TASK TO COMPLETE: Please retype without any change the lines from the one containing "Target: boy's hand" through the one containing "(392, 1015)", including both of those lines.

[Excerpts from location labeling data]
·····

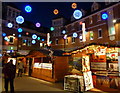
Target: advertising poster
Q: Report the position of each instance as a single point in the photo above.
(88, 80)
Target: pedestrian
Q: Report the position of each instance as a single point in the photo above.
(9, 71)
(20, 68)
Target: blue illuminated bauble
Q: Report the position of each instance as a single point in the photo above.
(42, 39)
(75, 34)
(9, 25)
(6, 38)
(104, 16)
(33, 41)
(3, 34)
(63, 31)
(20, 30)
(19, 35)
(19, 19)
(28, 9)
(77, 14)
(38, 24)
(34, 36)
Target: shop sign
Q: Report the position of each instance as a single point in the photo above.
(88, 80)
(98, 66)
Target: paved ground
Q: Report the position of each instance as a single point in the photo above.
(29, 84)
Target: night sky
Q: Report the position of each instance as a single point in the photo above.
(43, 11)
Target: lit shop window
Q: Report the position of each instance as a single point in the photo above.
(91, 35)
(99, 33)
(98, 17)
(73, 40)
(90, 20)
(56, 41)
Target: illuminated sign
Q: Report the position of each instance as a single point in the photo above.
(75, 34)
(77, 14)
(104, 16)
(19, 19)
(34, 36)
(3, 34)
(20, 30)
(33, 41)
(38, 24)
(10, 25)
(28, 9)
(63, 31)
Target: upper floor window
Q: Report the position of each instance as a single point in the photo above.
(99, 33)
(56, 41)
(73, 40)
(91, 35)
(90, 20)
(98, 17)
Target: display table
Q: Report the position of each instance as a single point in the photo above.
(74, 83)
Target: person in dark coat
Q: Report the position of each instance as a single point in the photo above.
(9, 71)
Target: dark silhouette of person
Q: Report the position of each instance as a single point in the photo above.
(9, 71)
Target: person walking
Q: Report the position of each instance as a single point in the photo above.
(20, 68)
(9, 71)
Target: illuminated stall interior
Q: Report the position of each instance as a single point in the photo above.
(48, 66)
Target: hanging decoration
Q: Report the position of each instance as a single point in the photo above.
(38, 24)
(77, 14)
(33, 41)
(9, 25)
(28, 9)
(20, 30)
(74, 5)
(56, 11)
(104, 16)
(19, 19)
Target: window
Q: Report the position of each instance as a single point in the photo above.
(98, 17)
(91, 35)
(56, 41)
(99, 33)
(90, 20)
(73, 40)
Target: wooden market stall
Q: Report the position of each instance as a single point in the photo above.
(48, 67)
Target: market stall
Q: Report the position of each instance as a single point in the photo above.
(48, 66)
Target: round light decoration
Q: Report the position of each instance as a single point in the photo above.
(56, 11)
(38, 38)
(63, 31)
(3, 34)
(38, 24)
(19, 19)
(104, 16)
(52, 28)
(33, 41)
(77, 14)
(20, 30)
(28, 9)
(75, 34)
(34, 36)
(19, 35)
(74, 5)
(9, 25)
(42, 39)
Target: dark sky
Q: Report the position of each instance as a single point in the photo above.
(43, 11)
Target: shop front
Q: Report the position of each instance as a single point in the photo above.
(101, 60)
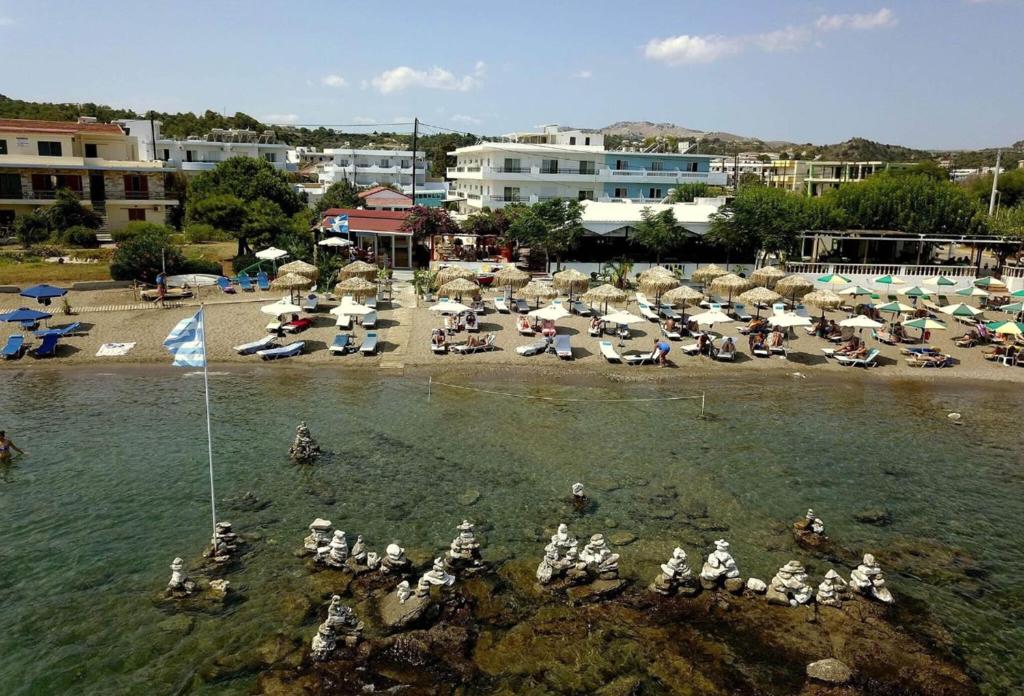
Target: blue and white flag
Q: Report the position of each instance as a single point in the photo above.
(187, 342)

·····

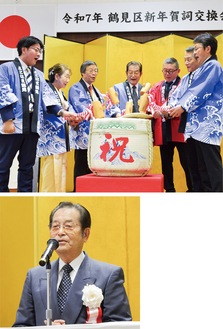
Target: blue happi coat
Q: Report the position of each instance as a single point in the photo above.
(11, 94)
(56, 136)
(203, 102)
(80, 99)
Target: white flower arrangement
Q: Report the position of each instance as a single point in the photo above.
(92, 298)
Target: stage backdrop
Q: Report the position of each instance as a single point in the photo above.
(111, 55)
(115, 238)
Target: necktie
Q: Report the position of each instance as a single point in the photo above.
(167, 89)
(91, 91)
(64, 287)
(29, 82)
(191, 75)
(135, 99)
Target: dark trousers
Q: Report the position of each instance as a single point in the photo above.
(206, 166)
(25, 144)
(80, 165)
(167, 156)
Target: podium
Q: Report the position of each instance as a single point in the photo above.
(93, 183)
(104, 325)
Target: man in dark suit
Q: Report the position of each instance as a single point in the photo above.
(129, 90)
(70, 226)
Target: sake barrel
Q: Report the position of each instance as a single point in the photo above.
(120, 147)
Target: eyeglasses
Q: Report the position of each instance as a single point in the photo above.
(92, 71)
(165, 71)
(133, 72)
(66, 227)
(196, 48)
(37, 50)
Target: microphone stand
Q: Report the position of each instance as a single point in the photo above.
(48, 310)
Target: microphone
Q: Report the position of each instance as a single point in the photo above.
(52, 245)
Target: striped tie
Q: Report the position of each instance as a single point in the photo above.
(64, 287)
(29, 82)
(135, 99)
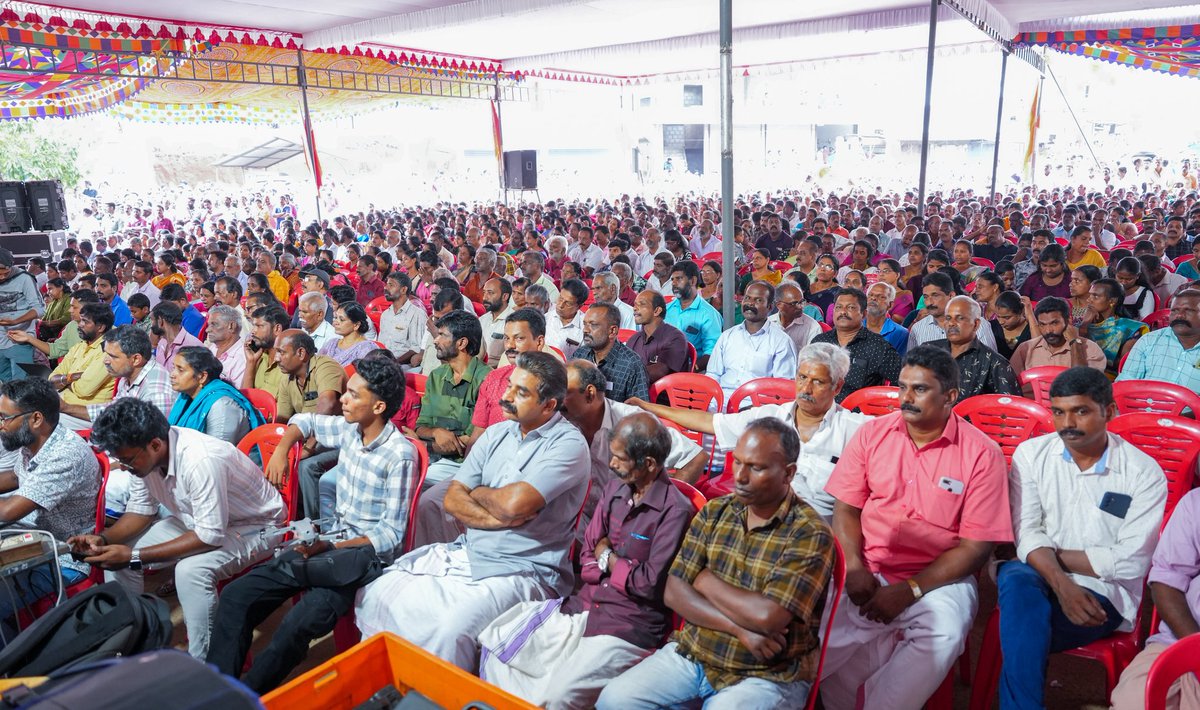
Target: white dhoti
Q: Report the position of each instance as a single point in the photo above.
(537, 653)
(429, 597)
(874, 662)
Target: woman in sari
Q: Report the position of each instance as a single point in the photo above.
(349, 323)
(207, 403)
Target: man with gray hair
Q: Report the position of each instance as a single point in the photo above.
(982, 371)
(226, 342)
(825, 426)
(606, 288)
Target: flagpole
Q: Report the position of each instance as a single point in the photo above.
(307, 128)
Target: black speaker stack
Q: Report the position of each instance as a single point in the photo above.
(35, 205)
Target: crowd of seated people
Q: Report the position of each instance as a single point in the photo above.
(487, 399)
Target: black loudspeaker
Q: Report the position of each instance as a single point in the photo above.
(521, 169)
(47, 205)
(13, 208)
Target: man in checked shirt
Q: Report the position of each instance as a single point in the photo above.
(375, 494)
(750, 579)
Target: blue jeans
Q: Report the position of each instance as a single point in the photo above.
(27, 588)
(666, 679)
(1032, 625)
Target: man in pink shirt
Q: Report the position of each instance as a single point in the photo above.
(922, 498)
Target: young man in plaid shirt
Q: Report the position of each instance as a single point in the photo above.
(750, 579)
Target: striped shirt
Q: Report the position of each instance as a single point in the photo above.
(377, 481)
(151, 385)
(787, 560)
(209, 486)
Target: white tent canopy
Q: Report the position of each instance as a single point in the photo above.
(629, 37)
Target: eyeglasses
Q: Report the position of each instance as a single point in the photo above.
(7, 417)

·····

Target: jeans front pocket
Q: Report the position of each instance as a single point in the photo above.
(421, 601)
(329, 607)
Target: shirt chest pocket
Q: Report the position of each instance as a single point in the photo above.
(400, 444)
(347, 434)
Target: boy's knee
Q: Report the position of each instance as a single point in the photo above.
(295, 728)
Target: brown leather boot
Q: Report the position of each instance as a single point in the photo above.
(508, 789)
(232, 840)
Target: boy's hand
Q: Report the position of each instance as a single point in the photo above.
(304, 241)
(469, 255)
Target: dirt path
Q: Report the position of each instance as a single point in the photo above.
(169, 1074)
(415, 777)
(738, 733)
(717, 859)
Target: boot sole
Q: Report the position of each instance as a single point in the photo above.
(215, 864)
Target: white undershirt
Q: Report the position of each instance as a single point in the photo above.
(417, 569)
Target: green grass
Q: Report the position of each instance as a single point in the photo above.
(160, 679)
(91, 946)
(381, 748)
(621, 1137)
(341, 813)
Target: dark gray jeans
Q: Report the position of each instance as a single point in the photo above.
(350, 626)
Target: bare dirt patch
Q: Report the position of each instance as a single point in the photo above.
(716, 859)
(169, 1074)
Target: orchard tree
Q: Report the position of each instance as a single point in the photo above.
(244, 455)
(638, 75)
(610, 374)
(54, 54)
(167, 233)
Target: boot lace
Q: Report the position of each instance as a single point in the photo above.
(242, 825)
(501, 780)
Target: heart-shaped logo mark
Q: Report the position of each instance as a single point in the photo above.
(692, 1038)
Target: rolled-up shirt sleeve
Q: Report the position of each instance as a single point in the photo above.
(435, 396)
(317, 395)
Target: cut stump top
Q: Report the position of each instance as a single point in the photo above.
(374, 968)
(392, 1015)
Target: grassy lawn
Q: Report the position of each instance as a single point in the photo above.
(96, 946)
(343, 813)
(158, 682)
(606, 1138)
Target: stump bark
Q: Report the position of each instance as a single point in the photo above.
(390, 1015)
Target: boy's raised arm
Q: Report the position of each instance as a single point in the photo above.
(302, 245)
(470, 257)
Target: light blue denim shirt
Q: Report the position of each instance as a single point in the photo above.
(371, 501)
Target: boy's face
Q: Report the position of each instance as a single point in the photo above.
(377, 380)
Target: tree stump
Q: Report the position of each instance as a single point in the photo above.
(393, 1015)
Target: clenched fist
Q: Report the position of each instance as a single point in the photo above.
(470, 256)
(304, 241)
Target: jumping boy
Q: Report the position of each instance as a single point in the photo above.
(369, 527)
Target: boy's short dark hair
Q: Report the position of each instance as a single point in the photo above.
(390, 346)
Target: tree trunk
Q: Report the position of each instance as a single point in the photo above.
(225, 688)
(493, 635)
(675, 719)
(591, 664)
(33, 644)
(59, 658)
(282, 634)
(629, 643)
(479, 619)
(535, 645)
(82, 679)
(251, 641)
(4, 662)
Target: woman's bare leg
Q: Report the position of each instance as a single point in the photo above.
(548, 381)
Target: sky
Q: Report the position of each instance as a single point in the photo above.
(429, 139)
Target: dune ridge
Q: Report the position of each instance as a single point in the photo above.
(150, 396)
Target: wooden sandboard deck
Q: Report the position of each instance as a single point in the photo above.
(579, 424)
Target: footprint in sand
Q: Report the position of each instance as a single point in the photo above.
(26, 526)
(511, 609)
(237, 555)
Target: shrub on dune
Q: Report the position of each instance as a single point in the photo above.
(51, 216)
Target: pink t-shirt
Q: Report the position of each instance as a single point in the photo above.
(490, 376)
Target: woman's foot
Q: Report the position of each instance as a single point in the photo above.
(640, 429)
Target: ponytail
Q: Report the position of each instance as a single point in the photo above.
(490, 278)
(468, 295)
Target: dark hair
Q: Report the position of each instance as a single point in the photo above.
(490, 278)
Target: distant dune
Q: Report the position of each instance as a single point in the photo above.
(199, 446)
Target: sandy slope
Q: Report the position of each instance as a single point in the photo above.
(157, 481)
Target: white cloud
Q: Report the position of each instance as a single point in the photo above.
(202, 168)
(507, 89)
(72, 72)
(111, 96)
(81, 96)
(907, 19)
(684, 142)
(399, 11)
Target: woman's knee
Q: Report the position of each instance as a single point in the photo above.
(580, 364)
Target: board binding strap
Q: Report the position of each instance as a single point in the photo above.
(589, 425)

·····

SOLVED PROBLEM:
Target: boy's hand
Q: Report the position of each instance as a single point in the photo above.
(304, 241)
(469, 255)
Target: dirt path
Q: Report the position of each instance as a single point in the photo above.
(169, 1074)
(415, 777)
(738, 733)
(717, 859)
Target: boot sole
Q: Report the position of each instance as a single point in the photo above.
(215, 864)
Target: white undershirt
Q: Report the position of each instance as a single point in the photo above.
(417, 569)
Target: green grass
Q: Report the position of each instance as a single point in the photo above.
(160, 679)
(91, 946)
(381, 748)
(621, 1137)
(341, 813)
Target: dark gray jeans
Q: Report the position of each instance as a single point in the photo above.
(350, 626)
Target: bare dirt patch
Q: Report the position of each instance as a single point in the photo above.
(716, 859)
(169, 1074)
Target: orchard tree
Q: Report the position of each instance as a single point in the photo above.
(244, 455)
(638, 75)
(610, 374)
(54, 54)
(167, 233)
Target: boot lace
Q: Report the position of each instance as a single point in the photo above.
(242, 825)
(501, 780)
Target: heart-shaped logo mark
Q: Report the position of each instance as a single point in the photo above.
(692, 1038)
Target: rolled-up shirt sleeve
Q: Report the position of each instance as a single point in the photo above.
(435, 396)
(317, 395)
Target: cut stump top
Q: Report the position of each instance as a single point in the photo above.
(374, 968)
(392, 1015)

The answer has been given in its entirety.